--- BEGIN Document section ---
Today, we have a surprise guest on the blog who wished to talk about the famous giant insects from Carboniferous, and blow your mind about all you think you know about them. There is so much to explore to truly grasp this subject that we have cut it into 2 parts. Enjoy!
About the author
PhD candidate at the Muséum national d’Histoire naturelle of Paris, I’m working on insects and their evolution. If I would rather not reveal my identity online, it is because I do not wish to have a digital presence.
One hundred fifty years ago, in the centre of France, miners made an unexpected and incredible discovery: a fossil insect with a wingspan as wide as that of a dove. That was the beginning of the giant insects legend. Nowadays, every entomology- or palaeontology-lover knows this fossil, and the others, sometimes even larger, which have been discovered. However, what do we really know about these insects? And what about their extinction?
Here, I will do a summary of the knowledge about giant insects, and give a point of view quite different from the usually admitted one.
What is a giant insect?
Most of the time, when we speak about a ‘giant insect’, we refer to Meganeura monyi (Brogniard, 1884), the first discovered, and also to all other big-sized fossil insects. Which is quite foggy and needs to be clarified.
--- END Document section ---
--- BEGIN Record set ---
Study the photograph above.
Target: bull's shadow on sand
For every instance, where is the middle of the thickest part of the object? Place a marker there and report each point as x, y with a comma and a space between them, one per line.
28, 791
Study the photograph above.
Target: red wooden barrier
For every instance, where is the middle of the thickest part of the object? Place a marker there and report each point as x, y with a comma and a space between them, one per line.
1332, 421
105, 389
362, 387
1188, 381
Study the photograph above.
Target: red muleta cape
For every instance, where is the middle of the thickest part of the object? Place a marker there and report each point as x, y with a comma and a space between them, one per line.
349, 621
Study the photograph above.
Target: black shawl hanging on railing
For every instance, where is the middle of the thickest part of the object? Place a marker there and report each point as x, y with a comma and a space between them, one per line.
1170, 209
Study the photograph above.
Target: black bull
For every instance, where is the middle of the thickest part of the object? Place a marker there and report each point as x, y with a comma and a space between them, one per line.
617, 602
--- END Record set ---
--- BEGIN Record set ---
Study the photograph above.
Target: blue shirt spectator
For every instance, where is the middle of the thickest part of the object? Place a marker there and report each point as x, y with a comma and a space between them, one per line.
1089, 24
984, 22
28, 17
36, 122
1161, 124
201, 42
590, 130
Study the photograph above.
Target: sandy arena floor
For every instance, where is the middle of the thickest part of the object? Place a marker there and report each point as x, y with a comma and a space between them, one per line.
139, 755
--- END Record set ---
--- BEGIN Record set ---
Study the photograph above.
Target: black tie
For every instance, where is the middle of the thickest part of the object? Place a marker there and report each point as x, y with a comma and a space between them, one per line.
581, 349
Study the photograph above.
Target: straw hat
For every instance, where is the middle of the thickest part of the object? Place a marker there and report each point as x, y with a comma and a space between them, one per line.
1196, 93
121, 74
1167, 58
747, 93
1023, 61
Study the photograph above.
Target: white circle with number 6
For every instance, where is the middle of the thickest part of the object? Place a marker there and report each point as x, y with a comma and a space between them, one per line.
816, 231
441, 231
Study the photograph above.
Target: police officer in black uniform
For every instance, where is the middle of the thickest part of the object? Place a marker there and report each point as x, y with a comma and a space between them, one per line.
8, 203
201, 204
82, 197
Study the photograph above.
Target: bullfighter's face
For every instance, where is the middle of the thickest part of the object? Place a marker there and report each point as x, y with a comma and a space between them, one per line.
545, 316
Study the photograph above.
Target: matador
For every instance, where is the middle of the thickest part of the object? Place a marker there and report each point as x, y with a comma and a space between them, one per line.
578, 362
--- END Record set ---
Problem details: Carry on the blog post about giant Carboniferous insects from where it stops, keeping the author's voice.

Response for this exercise:
First of all, it must be reminded that most fossil insects are not big at all, as it can easily be seen in amber conserved ones. But even the oldest known ambers are quite recent compared to the insect history (up to 125 mya), however, it is also true for older insects. For example, in Avion outcrops in the north of France, approximately as old as the outcrops where Meganeura was found, no insect with such dimensions was ever found, and most of the hundreds of insects found there were not larger than the small grasshoppers you could find in your garden. Thus, giant insects are unusual, and not the rule, whatever the geological period.
If we define a giant insect as a “fossil insect, if winged, measuring at least 30 cm in wingspan” (which is more than the size of your hand), thus giant insects are known from the end of the Carboniferous (315 mya, see Ren etal., 2008) through the end of the Triassic (220 mya, see Sharov, 1968). It’s a very long period of time, longer than the time between now and the T. rex. It is generally admitted that the maximum size of these insects lowered with time, up until their extinction (Clapham & Karr, 2012). As defined, giant insects are also very diversified and contain members of the Odonatoptera, Palaeodictyoptera, Titanoptera, and stranger insects such as Bojophlebia prokopi Kukalová-Peck, 1985.
What is the size of the giant insects?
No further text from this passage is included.